BEGIN Records for the task

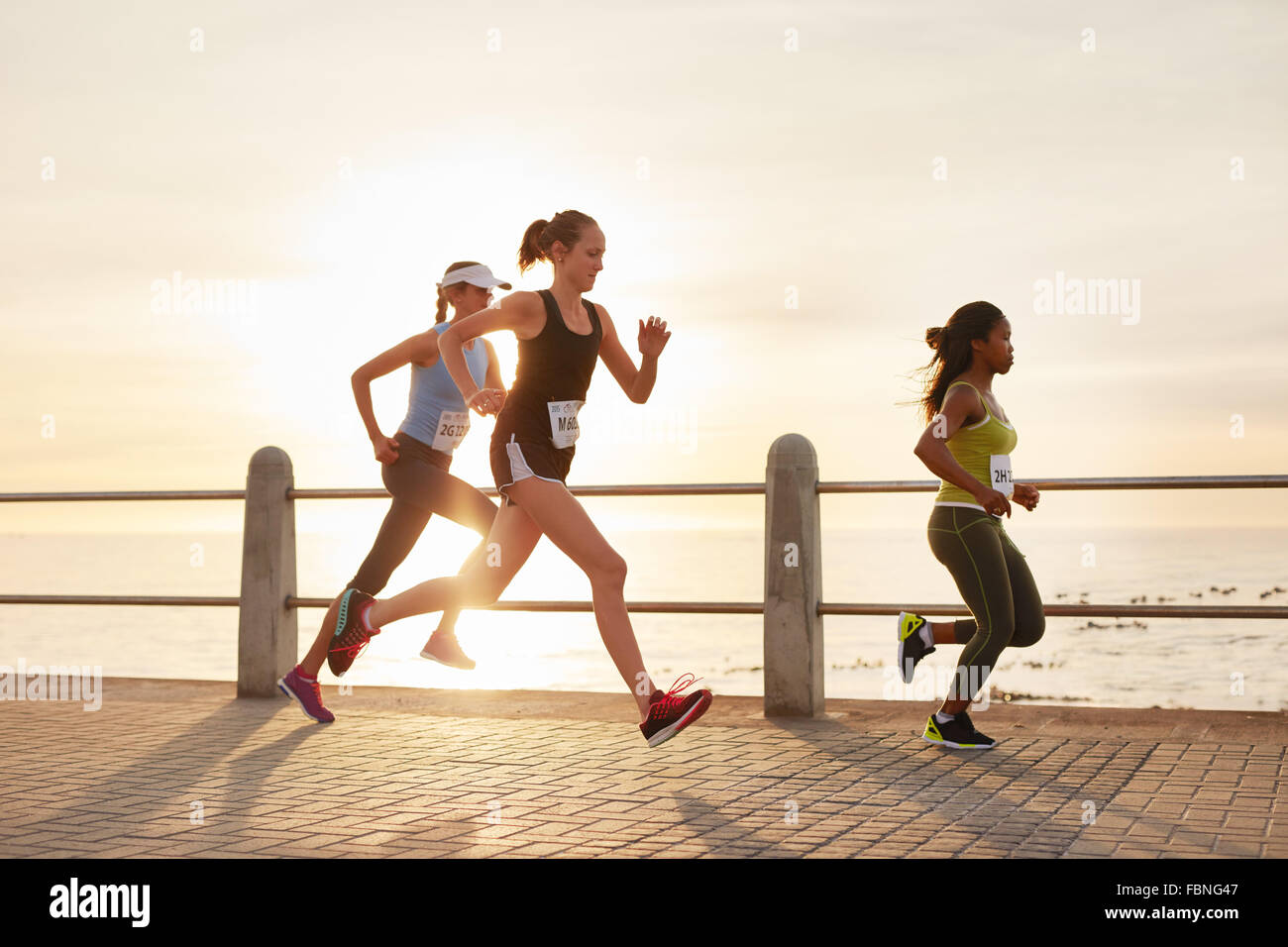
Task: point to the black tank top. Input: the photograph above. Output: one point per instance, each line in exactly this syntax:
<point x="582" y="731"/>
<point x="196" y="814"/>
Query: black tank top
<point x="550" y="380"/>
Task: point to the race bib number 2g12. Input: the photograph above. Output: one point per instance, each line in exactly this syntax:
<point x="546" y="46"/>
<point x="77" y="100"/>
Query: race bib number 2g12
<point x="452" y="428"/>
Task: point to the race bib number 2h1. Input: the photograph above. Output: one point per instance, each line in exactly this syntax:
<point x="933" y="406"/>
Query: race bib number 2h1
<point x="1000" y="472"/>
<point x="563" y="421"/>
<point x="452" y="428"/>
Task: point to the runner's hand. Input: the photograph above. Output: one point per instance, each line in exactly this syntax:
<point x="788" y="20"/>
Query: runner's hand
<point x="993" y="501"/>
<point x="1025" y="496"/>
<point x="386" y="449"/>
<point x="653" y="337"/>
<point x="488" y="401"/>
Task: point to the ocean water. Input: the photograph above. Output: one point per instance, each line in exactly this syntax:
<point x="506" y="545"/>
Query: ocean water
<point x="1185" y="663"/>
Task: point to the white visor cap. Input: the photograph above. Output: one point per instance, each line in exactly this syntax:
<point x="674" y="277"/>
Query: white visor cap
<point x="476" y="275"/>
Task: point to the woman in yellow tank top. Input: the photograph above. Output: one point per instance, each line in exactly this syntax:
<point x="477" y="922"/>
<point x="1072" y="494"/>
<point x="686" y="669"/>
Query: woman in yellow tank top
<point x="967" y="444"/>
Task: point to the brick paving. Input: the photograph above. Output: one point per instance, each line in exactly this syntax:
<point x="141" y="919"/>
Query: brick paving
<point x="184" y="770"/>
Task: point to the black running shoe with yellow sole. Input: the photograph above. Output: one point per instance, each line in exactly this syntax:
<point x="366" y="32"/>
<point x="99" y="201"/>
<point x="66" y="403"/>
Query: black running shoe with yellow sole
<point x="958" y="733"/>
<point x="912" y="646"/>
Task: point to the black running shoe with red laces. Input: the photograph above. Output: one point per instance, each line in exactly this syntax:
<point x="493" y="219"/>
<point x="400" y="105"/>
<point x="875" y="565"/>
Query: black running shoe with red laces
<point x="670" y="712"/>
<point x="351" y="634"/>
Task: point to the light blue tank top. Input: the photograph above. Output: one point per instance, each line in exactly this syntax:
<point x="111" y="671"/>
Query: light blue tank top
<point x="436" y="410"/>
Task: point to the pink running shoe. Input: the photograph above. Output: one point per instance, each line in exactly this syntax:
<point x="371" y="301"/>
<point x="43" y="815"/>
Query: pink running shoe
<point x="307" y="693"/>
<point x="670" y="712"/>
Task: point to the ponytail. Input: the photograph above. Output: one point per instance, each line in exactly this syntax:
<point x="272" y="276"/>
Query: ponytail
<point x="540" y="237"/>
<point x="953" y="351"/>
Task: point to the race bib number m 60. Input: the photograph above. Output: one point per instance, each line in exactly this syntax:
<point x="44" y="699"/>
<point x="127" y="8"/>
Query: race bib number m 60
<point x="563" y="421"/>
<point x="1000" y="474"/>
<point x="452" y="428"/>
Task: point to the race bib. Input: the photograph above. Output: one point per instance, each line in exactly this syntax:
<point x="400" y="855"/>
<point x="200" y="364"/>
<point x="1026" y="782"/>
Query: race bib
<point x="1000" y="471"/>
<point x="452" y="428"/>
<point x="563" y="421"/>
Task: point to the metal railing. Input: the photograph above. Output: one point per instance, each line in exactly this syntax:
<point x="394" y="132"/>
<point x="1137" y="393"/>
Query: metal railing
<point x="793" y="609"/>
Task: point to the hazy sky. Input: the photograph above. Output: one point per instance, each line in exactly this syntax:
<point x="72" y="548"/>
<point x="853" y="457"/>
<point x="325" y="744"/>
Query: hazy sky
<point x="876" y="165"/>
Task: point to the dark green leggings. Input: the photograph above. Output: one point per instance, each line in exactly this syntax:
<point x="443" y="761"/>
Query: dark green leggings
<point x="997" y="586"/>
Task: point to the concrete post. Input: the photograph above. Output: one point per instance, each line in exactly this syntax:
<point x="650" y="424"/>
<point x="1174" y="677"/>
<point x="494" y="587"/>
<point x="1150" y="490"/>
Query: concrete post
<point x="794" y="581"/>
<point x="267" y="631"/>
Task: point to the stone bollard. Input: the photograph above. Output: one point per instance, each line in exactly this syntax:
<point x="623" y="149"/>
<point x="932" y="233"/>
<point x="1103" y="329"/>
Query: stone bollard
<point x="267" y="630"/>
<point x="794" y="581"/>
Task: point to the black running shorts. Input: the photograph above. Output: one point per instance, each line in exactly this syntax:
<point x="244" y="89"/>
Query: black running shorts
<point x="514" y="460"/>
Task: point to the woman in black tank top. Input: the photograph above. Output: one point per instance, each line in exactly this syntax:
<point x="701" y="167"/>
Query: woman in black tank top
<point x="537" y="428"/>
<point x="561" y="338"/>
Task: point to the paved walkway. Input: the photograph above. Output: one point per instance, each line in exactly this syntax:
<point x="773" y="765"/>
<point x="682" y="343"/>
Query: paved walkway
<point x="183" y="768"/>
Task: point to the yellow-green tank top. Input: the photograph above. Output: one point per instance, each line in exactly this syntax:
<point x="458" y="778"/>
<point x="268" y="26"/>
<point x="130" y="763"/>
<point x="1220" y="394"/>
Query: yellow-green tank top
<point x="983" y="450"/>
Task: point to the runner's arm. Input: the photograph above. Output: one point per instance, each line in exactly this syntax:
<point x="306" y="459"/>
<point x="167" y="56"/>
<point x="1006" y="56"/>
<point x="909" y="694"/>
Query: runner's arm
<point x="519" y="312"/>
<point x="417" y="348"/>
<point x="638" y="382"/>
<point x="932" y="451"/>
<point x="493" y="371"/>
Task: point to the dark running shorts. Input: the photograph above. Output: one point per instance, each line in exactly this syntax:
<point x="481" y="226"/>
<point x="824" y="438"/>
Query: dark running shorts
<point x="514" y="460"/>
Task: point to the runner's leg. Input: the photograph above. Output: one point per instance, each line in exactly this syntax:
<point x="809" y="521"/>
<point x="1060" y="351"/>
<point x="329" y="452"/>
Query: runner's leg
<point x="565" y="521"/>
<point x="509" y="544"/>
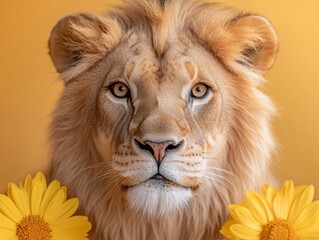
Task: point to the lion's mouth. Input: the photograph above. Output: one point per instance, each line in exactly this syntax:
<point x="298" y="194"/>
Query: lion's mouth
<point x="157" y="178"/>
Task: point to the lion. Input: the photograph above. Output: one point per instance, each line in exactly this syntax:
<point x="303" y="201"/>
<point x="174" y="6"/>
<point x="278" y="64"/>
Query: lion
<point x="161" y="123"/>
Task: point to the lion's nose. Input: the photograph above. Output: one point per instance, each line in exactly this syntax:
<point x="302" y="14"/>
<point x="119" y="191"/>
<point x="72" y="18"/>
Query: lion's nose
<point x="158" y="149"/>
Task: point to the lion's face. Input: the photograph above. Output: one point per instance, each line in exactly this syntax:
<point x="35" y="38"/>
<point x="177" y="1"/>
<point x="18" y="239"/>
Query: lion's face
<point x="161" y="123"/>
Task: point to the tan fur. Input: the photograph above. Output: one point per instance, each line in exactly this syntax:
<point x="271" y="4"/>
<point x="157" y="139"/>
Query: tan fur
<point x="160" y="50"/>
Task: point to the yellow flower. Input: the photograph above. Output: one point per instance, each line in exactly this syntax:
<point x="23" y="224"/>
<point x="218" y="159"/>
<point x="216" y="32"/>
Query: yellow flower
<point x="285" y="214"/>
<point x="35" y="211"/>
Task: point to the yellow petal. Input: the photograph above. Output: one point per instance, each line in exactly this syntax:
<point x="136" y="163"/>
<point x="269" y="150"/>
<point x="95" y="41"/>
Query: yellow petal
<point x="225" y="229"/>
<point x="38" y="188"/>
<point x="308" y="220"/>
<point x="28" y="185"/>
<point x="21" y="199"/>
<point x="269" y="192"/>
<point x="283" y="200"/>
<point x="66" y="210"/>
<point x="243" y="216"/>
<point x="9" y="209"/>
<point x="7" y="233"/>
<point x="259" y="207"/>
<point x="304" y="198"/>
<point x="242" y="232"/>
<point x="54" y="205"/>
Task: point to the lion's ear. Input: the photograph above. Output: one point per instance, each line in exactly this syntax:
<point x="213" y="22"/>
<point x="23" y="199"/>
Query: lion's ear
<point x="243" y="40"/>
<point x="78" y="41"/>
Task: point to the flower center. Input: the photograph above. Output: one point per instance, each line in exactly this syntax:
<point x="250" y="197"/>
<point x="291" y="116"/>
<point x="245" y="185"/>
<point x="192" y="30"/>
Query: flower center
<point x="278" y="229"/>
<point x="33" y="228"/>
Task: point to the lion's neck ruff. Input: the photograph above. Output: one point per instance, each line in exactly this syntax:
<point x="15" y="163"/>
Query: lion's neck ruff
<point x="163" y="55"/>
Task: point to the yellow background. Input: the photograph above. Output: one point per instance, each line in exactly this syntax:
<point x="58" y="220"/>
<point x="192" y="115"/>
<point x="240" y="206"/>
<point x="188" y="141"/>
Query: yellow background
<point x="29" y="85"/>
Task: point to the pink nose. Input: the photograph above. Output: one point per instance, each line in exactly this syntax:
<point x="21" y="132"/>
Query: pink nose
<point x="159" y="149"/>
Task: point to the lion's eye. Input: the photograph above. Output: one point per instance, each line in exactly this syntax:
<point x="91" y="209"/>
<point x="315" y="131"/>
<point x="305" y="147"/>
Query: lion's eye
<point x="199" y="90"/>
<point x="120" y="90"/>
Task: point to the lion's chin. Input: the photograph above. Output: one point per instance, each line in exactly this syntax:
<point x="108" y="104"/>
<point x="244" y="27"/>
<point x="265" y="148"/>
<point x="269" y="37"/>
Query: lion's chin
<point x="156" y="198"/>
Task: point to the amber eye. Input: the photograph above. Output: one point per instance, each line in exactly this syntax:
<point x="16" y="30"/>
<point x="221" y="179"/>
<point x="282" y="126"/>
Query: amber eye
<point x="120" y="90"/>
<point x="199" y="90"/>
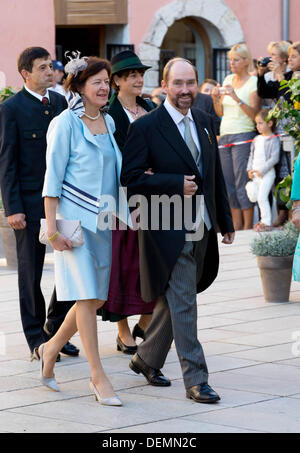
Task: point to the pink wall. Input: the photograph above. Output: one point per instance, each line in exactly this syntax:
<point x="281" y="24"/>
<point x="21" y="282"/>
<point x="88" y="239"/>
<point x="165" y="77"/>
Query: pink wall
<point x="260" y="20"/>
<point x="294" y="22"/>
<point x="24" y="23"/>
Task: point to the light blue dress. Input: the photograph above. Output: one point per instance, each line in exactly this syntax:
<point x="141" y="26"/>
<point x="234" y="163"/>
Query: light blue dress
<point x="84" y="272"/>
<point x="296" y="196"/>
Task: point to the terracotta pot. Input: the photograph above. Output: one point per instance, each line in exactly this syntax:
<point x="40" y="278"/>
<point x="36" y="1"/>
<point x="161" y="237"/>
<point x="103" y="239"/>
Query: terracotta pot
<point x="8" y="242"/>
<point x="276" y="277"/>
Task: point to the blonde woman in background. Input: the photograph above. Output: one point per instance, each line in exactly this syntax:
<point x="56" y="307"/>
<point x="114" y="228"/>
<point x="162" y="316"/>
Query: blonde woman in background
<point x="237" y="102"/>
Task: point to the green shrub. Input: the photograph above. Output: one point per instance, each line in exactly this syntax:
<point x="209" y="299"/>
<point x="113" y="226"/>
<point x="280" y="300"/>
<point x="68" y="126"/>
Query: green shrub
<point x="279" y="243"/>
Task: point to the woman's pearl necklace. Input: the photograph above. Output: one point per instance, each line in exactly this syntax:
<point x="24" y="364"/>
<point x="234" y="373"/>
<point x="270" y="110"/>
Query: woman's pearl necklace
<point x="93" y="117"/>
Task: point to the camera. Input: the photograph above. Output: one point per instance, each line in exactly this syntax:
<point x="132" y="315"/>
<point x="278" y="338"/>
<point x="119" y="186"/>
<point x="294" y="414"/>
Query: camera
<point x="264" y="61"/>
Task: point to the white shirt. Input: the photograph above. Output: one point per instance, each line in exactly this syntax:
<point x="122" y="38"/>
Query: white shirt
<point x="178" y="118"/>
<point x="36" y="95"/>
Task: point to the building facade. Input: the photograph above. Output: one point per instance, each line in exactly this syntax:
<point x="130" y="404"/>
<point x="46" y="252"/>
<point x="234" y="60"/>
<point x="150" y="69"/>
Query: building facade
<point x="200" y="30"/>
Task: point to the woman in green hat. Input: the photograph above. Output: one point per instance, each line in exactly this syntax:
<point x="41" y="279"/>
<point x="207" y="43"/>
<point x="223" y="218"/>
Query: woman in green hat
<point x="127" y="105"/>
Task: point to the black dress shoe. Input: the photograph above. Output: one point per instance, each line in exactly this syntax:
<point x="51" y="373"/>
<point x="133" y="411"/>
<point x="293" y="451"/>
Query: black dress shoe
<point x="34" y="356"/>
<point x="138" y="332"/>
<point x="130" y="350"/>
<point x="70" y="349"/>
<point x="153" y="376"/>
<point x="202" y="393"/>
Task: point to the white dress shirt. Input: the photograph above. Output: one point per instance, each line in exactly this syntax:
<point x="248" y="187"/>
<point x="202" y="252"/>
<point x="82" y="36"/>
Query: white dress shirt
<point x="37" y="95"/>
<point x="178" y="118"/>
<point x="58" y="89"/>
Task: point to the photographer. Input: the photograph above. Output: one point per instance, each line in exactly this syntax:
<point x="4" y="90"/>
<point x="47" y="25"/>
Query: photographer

END Records for the task

Among the records above, a stretch begins at the line containing "Query: black running shoe with yellow sole" and ends at the line containing "Task: point to the hazy". Restate that stretch word for word, and nothing else.

■ **Exercise solution**:
Query: black running shoe with yellow sole
<point x="958" y="733"/>
<point x="912" y="646"/>
Task: point to the black running shoe with red laces. Input: the photograph above. Output: one point per instance, each line in exactly this syntax:
<point x="493" y="219"/>
<point x="400" y="105"/>
<point x="875" y="565"/>
Query: black running shoe with red laces
<point x="670" y="712"/>
<point x="351" y="634"/>
Task: point to the light blue tank top. Input: the photograph above. Output: one point per instance, each line in exactly this syntax:
<point x="111" y="671"/>
Query: light blue tank top
<point x="436" y="410"/>
Task: point to the pink running shoe. Input: the photograph above. Output: one point per instance, each line in exactly this syntax:
<point x="371" y="301"/>
<point x="43" y="815"/>
Query: pink running shoe
<point x="307" y="693"/>
<point x="670" y="712"/>
Task: point to the ponytail. Input: the photograph above. Output: one point per instance, each line in exactly this syntax:
<point x="272" y="276"/>
Query: ponytail
<point x="540" y="237"/>
<point x="953" y="351"/>
Task: point to the race bib number m 60. Input: the photograph above. Output: one point per instance, each line in exactly this syntax:
<point x="44" y="699"/>
<point x="127" y="8"/>
Query: race bib number m 60
<point x="563" y="421"/>
<point x="1000" y="474"/>
<point x="452" y="428"/>
Task: point to the race bib. Input: the photograph above. Output: one point per instance, each line in exactly this syntax:
<point x="400" y="855"/>
<point x="200" y="364"/>
<point x="1026" y="782"/>
Query: race bib
<point x="1000" y="471"/>
<point x="452" y="428"/>
<point x="563" y="421"/>
Task: point to the metal railing. Input: the photograph above. Output: one point per instance, each line in exactly this syntax:
<point x="394" y="132"/>
<point x="1137" y="393"/>
Query: metal railing
<point x="793" y="609"/>
Task: point to the hazy sky. Input: the photograph above. Output: one point per instance, each line in exactly this syntax:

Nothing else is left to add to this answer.